▶ _Exercise goal_
Word for word, transcribe the lines from the one containing "pair like [572,182]." through the end of the entries, both included, and nothing else.

_ _ _ _ _

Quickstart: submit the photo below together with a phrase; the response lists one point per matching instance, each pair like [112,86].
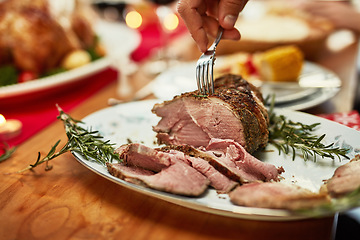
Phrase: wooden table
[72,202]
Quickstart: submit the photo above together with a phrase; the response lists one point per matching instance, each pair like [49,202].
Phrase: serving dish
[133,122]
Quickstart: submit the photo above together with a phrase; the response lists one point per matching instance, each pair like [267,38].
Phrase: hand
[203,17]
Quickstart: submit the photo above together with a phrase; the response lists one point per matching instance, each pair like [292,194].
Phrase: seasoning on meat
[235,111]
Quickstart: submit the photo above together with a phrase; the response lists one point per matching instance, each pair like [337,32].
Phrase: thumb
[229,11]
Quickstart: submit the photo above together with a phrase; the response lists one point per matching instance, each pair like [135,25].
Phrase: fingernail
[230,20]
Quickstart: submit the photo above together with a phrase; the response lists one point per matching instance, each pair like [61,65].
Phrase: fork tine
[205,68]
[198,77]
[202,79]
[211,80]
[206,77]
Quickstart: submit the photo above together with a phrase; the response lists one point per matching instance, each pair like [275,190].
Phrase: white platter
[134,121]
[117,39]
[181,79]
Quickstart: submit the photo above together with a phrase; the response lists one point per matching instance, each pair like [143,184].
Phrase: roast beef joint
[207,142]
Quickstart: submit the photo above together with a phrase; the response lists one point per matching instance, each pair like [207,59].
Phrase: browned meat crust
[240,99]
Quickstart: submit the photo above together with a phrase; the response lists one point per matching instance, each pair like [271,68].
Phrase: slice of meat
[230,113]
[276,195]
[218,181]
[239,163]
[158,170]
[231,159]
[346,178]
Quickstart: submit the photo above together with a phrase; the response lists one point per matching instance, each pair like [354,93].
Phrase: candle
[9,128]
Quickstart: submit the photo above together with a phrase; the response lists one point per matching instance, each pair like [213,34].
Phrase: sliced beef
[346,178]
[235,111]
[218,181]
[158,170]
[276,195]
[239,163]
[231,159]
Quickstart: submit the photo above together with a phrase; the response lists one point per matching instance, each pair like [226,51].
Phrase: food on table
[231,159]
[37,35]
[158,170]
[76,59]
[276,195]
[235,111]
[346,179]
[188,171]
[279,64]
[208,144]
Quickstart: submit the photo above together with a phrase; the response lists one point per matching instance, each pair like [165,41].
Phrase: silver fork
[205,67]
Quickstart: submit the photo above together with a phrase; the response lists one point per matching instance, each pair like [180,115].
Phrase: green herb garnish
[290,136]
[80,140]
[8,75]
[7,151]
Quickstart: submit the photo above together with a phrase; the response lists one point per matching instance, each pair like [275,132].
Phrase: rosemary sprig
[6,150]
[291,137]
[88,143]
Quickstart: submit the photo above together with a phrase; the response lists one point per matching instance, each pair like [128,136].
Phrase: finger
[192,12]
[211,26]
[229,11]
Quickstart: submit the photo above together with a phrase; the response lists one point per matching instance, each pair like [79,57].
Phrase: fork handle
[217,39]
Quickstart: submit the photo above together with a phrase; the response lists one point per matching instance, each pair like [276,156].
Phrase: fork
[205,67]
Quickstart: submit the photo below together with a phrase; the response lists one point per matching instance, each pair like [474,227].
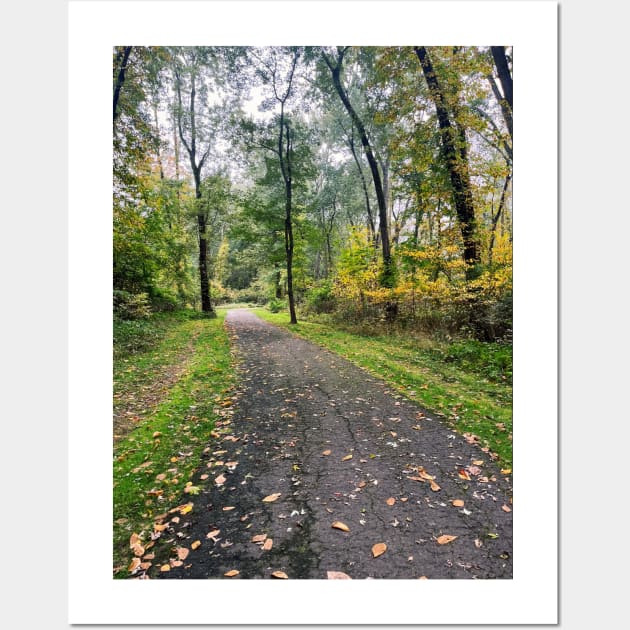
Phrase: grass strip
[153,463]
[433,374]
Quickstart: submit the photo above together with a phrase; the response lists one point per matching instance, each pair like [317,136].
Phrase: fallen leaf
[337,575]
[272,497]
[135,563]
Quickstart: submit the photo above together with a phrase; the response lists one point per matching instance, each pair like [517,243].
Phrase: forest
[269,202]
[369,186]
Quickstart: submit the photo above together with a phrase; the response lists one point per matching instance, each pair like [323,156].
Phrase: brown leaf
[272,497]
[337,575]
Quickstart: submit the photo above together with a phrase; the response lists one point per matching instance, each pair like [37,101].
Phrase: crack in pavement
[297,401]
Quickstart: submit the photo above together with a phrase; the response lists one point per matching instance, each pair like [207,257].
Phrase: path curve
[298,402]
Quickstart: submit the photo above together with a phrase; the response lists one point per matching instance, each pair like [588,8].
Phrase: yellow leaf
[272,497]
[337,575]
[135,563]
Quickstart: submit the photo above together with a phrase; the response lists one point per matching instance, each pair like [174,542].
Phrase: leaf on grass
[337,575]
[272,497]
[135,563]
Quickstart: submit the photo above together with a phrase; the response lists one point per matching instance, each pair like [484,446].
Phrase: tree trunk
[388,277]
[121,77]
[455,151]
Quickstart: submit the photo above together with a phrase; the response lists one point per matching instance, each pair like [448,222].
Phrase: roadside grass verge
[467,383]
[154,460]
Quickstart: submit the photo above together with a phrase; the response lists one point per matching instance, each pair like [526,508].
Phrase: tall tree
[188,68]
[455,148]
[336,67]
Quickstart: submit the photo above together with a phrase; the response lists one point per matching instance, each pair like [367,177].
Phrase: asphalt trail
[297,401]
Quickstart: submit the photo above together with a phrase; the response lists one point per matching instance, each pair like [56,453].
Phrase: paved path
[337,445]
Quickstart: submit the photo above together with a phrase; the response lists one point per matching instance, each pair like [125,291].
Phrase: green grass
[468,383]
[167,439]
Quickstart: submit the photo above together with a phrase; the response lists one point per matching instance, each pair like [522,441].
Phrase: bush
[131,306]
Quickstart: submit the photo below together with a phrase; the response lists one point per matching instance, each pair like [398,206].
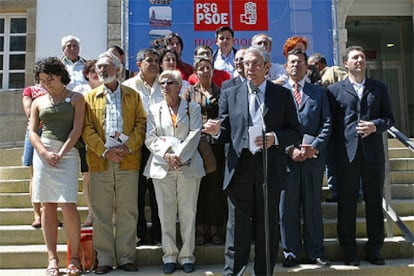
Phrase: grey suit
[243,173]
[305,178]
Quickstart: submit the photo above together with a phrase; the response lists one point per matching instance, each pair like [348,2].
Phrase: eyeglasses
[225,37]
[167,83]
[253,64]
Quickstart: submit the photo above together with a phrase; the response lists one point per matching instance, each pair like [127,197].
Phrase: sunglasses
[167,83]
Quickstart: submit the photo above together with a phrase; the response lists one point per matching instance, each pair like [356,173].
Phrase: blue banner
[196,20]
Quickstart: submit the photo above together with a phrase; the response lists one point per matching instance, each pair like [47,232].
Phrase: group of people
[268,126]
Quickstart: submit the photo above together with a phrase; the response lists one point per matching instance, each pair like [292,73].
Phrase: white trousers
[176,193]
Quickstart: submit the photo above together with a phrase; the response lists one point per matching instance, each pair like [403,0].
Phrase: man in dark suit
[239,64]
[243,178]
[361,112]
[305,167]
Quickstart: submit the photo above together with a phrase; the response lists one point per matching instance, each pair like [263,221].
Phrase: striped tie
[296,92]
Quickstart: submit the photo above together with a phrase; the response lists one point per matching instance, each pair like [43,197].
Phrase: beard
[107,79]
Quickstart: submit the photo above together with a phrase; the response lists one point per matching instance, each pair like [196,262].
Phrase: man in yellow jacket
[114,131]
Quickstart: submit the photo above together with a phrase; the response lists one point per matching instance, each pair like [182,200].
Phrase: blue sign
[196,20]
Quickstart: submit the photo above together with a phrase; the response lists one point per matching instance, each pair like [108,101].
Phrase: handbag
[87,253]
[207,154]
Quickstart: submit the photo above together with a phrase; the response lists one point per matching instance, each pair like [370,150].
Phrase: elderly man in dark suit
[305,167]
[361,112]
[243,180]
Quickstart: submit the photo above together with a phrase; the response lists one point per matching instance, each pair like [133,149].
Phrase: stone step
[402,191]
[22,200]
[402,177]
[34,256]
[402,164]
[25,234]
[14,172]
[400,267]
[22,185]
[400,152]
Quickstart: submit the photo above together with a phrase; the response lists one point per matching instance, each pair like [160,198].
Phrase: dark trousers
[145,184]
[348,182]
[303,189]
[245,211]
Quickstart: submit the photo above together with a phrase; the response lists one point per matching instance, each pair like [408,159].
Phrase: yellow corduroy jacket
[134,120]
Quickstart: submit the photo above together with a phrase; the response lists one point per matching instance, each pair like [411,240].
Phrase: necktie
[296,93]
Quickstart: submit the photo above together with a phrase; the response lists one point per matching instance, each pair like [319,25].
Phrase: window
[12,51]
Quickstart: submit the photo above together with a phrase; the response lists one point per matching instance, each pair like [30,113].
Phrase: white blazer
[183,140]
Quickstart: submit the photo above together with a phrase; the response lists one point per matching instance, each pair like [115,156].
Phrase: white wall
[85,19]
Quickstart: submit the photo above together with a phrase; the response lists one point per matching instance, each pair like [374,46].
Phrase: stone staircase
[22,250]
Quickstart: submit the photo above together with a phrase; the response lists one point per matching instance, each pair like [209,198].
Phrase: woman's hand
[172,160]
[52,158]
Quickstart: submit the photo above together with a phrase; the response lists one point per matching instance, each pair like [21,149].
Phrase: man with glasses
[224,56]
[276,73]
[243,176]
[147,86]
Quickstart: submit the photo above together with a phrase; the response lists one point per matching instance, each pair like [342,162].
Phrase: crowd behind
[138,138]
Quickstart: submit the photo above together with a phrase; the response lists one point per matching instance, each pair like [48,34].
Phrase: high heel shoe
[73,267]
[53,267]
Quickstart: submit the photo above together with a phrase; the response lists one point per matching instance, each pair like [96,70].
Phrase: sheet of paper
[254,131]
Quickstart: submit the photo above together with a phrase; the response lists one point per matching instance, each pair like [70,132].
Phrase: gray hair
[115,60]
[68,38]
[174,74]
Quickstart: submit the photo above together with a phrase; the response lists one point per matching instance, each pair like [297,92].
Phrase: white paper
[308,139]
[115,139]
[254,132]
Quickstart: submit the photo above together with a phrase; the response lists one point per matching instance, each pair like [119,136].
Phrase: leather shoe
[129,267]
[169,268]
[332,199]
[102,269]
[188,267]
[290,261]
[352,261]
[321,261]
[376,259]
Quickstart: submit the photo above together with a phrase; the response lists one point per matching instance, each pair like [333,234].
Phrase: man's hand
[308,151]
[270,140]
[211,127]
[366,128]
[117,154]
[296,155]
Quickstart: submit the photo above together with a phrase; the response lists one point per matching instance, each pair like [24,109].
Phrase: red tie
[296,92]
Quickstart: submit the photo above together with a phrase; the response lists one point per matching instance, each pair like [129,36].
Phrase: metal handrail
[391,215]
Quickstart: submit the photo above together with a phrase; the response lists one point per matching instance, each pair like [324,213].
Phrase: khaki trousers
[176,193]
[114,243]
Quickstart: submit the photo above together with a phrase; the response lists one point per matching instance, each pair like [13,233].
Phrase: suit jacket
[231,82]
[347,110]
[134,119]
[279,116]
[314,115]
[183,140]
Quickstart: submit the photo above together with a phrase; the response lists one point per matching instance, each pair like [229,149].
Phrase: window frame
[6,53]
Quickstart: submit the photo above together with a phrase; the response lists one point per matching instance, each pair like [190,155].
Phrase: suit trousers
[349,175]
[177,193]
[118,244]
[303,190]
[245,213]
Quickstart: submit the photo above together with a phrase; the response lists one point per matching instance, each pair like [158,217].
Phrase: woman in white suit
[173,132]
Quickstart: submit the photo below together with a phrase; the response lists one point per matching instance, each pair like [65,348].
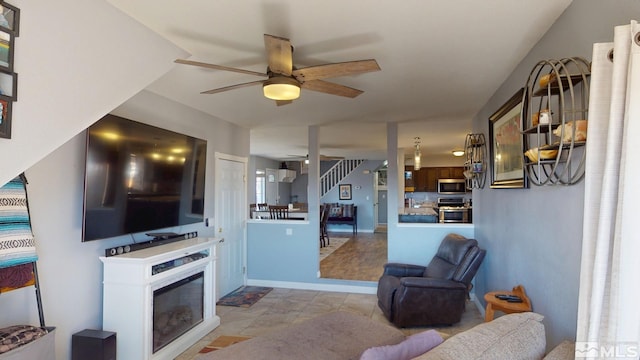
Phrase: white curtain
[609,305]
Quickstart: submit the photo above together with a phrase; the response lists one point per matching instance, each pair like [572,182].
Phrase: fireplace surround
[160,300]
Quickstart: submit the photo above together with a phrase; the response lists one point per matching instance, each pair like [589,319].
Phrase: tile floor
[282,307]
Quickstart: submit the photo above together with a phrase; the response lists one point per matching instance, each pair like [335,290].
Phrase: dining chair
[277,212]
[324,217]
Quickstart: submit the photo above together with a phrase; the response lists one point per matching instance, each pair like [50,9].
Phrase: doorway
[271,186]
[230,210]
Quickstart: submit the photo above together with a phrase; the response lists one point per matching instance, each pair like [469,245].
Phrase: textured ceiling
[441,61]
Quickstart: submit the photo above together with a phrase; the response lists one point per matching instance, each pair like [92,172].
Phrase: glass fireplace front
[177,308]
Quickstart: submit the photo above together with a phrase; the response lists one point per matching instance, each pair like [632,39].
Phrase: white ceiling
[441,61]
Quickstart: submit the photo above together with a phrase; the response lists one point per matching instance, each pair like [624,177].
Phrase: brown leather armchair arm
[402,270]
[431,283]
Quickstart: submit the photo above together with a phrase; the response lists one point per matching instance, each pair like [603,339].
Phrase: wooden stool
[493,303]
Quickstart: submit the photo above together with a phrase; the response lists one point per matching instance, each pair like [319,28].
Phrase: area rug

_ _ _ _ _

▶ _Result of this exercise_
Quickstart: submit the photo above together with a phrase; the response lists one point per matching instance, each pair like [572,182].
Phrase: fireplace surround
[160,300]
Quickstart: submit the photo above together with a phrase; the response lists one point per matching instance, each pair like [589,319].
Phrase: tile floor
[282,307]
Quickstart: submit the photo above together with a phrase; the response lists one point per matching instance, each pair like [335,290].
Phrase: dining chair
[277,212]
[324,217]
Quickstart: submit the photo above together with a phrase; the response lists one point per matching instance, each pair like [50,9].
Phrase: doorway
[271,186]
[230,210]
Quickstart: submit the photo above together with a phrase; the response lists one point per matching instance, each pair like [469,245].
Phrase: textured ceiling
[441,61]
Quickstart: submit the photo above together with a phrase; the response lists one point per matching instance, each pair like [92,172].
Phrase: glass fireplace front
[177,308]
Quickstart: submit the photo above together with a phrase; the response lists one point per matching instance, each pair like [632,39].
Phrase: white ceiling
[441,61]
Quickstart: submit the photo above together with a phrase; the response lists one point per matching instance, each pair like [624,177].
Phrase: brown leather armchair arm
[402,270]
[431,283]
Quickstart: submit the photo above together with a phrase; the response lists one point per matching instance, each pair like [603,339].
Phrase: wooden stool
[493,303]
Quickstart: submit the photo above together with a phrase; the response lists one point per matching instance, each pair like [319,28].
Phrase: area rug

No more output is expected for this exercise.